**What the task requires**
What is needed is every line of the material that contains "mountain".

(Given records Opens)

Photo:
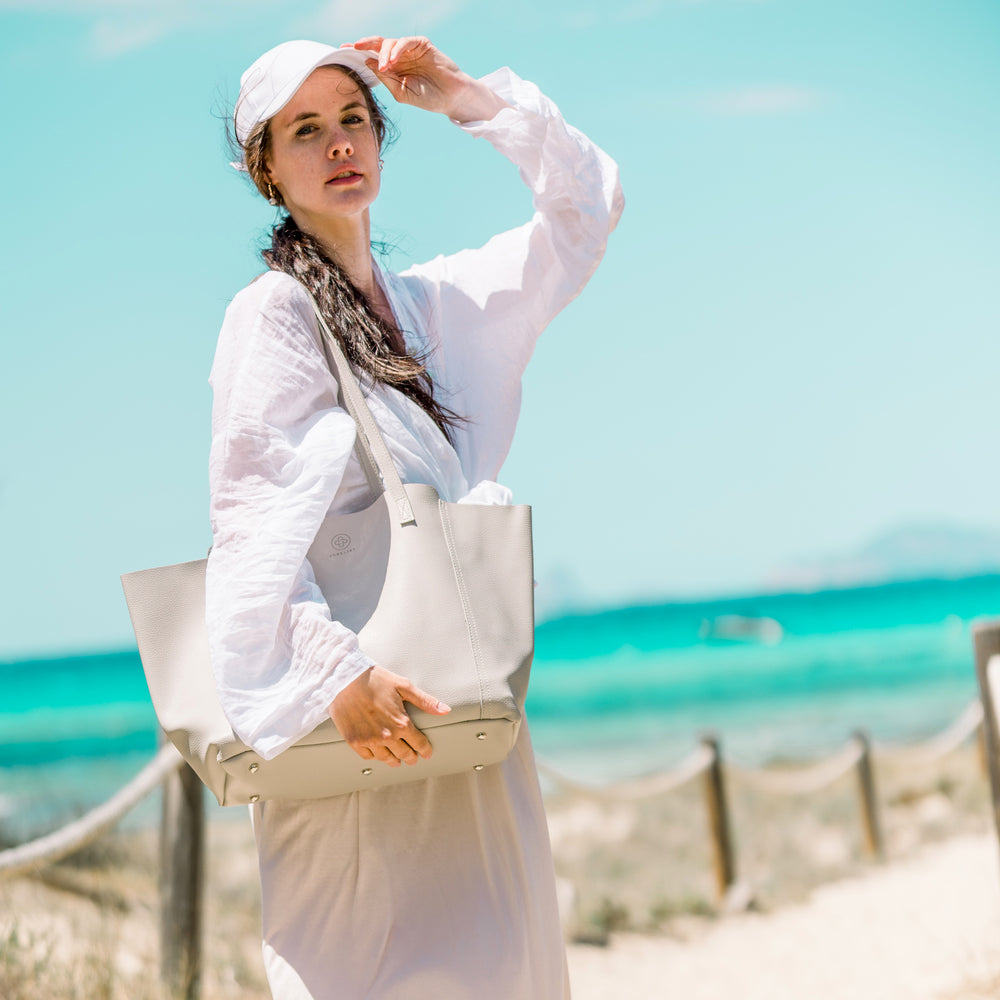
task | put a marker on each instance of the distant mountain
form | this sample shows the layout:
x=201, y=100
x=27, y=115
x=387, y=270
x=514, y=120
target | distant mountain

(Given records Closes)

**Output for this exercise**
task | put a marker on each instance of the distant mountain
target | distant mountain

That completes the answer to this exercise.